Set down the listing again, word for word.
** Raw data follows **
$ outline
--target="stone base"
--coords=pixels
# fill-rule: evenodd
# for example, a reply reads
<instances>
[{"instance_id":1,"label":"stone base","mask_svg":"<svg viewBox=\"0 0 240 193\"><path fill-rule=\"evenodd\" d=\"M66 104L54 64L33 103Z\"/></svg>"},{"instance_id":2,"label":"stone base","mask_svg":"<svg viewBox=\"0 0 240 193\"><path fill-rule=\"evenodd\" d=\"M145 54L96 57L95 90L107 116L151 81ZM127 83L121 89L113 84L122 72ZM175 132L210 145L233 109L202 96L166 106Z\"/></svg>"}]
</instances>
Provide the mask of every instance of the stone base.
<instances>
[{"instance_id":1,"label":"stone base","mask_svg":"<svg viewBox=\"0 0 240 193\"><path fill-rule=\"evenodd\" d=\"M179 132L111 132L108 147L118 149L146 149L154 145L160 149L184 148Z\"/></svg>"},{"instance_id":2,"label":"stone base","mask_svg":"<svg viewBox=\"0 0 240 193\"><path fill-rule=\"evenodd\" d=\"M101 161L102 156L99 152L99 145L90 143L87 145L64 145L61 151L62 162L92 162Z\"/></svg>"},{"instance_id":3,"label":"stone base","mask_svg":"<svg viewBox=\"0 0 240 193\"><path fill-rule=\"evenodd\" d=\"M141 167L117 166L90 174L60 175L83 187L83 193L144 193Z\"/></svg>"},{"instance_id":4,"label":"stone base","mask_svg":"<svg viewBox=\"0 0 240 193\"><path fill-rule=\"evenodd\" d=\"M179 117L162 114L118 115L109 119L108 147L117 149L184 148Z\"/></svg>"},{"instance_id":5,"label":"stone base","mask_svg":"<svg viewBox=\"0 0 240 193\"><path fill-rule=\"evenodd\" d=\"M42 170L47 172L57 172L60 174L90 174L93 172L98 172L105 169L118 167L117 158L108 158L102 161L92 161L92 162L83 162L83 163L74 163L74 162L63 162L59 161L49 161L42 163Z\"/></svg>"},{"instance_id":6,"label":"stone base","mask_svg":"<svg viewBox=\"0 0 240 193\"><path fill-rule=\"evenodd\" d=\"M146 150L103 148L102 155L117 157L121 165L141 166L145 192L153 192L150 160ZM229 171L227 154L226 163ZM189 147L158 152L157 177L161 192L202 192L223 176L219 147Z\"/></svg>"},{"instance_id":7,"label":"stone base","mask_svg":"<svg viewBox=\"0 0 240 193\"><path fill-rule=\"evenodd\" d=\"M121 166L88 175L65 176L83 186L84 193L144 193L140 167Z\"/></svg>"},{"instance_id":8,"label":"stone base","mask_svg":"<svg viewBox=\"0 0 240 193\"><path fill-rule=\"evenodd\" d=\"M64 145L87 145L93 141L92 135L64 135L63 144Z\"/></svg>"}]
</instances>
** End of Raw data **
* [Written solution]:
$ outline
--target="stone base"
--coords=pixels
# fill-rule: evenodd
# for example, a reply reads
<instances>
[{"instance_id":1,"label":"stone base","mask_svg":"<svg viewBox=\"0 0 240 193\"><path fill-rule=\"evenodd\" d=\"M66 104L54 64L33 103Z\"/></svg>"},{"instance_id":2,"label":"stone base","mask_svg":"<svg viewBox=\"0 0 240 193\"><path fill-rule=\"evenodd\" d=\"M145 54L96 57L95 90L107 116L151 81ZM127 83L121 89L113 84L122 72ZM175 132L210 145L233 109L202 96L166 106Z\"/></svg>"}]
</instances>
Provide the mask of every instance of the stone base.
<instances>
[{"instance_id":1,"label":"stone base","mask_svg":"<svg viewBox=\"0 0 240 193\"><path fill-rule=\"evenodd\" d=\"M179 132L111 132L108 147L118 149L146 149L154 145L160 149L184 148Z\"/></svg>"},{"instance_id":2,"label":"stone base","mask_svg":"<svg viewBox=\"0 0 240 193\"><path fill-rule=\"evenodd\" d=\"M101 161L102 156L99 152L99 145L90 143L87 145L64 145L61 151L62 162L92 162Z\"/></svg>"},{"instance_id":3,"label":"stone base","mask_svg":"<svg viewBox=\"0 0 240 193\"><path fill-rule=\"evenodd\" d=\"M141 167L117 166L90 174L60 175L83 187L83 193L144 193Z\"/></svg>"},{"instance_id":4,"label":"stone base","mask_svg":"<svg viewBox=\"0 0 240 193\"><path fill-rule=\"evenodd\" d=\"M179 117L162 114L118 115L109 119L108 147L117 149L184 148Z\"/></svg>"},{"instance_id":5,"label":"stone base","mask_svg":"<svg viewBox=\"0 0 240 193\"><path fill-rule=\"evenodd\" d=\"M42 170L47 172L57 172L60 174L90 174L93 172L98 172L105 169L118 167L117 158L108 158L102 161L92 161L92 162L83 162L83 163L74 163L74 162L63 162L59 161L49 161L42 163Z\"/></svg>"},{"instance_id":6,"label":"stone base","mask_svg":"<svg viewBox=\"0 0 240 193\"><path fill-rule=\"evenodd\" d=\"M146 150L103 148L102 155L117 157L121 165L141 166L145 192L153 192L150 160ZM229 171L227 154L226 163ZM189 147L158 152L157 177L161 192L202 192L223 176L219 147Z\"/></svg>"},{"instance_id":7,"label":"stone base","mask_svg":"<svg viewBox=\"0 0 240 193\"><path fill-rule=\"evenodd\" d=\"M121 166L88 175L65 176L83 186L84 193L144 193L140 167Z\"/></svg>"},{"instance_id":8,"label":"stone base","mask_svg":"<svg viewBox=\"0 0 240 193\"><path fill-rule=\"evenodd\" d=\"M64 145L87 145L93 141L92 135L64 135L63 144Z\"/></svg>"}]
</instances>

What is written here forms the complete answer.